WORK TO BE COMPLETED
Report every line of the listing below that contains the string "wheel", copying each such line in full. Case counts.

AVAILABLE DATA
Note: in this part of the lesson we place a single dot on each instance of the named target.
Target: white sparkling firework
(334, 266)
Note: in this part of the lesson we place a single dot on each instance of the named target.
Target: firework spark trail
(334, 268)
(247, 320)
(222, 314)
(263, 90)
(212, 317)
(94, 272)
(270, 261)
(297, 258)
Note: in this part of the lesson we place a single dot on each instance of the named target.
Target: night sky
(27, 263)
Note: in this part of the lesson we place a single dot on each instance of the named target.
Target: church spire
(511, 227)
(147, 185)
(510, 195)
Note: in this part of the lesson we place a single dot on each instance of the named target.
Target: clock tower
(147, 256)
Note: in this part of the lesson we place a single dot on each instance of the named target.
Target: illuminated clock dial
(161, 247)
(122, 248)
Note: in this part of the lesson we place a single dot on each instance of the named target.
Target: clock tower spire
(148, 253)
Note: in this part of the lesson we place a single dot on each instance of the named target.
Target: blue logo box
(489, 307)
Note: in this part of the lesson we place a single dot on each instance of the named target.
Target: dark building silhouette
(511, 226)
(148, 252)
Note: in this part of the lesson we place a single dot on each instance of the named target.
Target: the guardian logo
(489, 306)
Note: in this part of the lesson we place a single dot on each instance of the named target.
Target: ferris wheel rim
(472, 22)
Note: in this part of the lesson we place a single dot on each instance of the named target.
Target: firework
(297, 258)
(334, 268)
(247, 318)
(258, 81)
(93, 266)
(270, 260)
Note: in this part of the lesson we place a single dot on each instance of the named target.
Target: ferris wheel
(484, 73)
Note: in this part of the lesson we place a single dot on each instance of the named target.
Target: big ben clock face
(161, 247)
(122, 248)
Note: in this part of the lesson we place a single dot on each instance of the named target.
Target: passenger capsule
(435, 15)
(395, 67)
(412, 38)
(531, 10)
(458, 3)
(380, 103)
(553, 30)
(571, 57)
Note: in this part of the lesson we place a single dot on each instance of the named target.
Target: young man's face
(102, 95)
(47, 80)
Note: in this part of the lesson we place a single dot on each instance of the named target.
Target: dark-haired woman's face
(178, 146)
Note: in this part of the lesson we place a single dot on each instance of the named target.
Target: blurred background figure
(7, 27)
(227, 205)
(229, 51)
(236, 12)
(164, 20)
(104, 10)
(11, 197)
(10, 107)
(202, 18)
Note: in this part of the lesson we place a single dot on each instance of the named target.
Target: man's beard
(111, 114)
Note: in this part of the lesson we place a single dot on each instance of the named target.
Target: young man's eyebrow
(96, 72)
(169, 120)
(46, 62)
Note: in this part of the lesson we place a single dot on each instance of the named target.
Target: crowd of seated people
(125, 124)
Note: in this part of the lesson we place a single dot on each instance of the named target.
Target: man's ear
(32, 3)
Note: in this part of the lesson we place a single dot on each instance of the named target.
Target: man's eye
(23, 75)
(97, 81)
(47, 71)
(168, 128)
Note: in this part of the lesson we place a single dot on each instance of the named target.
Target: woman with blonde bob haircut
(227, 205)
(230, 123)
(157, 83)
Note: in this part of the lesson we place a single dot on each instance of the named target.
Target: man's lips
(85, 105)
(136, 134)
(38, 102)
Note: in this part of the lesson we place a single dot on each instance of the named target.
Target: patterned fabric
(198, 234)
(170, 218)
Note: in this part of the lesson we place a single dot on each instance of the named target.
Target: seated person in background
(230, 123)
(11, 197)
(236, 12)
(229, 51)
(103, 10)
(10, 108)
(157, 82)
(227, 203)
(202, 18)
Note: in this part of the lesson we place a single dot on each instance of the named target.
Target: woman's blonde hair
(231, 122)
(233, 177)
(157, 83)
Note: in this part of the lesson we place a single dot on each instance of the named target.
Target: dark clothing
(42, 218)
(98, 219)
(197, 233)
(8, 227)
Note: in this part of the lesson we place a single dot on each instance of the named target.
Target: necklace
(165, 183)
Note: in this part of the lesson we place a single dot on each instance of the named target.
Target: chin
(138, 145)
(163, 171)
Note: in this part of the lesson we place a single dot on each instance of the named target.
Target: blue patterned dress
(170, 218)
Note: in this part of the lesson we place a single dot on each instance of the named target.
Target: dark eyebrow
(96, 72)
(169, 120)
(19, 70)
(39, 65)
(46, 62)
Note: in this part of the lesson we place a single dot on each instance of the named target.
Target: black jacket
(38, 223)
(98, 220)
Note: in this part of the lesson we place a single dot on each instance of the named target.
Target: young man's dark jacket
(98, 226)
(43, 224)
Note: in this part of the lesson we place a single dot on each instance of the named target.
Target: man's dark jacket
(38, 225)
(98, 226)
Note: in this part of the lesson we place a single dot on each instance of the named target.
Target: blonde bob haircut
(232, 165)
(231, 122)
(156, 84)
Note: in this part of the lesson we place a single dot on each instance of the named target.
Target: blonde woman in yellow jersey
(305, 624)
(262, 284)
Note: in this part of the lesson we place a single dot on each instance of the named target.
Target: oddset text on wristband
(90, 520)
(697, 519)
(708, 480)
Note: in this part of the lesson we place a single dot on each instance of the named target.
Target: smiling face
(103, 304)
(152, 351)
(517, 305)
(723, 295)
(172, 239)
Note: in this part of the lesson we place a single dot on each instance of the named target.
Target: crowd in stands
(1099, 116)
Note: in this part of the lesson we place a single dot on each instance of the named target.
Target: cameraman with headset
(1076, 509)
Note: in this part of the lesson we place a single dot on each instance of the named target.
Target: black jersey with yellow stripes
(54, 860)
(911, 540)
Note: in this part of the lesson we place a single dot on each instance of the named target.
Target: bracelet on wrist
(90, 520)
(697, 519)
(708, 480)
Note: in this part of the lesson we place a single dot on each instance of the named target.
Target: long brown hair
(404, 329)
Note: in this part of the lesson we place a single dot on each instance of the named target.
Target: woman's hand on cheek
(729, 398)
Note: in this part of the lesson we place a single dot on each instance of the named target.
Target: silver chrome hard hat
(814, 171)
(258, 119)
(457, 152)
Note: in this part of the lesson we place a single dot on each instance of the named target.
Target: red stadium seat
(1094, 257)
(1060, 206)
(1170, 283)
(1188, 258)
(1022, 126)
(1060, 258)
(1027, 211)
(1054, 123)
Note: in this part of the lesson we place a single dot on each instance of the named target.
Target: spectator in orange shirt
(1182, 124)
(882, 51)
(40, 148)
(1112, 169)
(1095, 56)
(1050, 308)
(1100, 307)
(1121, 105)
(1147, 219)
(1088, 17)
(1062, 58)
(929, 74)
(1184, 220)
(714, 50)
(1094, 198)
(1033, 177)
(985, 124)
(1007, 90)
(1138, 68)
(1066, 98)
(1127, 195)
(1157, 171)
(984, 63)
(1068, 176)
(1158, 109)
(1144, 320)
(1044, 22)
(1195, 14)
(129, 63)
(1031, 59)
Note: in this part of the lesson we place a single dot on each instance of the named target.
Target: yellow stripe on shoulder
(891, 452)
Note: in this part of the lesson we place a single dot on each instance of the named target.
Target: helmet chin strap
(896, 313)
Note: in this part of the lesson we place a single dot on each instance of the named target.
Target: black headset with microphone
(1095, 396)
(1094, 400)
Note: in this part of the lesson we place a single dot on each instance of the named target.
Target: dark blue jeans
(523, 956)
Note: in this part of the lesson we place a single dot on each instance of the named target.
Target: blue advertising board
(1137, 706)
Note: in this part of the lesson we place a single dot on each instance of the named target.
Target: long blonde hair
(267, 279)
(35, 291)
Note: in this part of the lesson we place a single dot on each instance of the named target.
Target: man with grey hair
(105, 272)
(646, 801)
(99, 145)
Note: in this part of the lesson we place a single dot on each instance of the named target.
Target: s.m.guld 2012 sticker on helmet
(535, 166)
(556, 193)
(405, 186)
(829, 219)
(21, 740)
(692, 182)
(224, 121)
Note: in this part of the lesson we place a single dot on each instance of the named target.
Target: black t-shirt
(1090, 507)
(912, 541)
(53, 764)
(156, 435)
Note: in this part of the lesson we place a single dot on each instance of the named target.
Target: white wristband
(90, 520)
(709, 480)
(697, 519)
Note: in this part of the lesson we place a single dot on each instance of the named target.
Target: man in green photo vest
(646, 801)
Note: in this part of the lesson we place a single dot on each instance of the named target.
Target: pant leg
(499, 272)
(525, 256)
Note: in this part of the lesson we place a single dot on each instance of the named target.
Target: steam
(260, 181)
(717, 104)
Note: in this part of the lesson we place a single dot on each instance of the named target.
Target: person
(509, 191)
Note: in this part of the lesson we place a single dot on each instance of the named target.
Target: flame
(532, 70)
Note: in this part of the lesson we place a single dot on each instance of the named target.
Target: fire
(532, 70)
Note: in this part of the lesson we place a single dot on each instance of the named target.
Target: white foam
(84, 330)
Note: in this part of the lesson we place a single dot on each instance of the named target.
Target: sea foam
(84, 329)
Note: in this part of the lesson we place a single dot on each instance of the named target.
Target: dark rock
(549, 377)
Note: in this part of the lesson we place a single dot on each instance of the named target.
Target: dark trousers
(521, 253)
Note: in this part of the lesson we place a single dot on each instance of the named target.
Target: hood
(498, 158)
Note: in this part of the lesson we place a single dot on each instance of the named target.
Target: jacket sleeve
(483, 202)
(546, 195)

RESULT FOR THIS TASK
Target: ferris wheel rim
Target: ferris wheel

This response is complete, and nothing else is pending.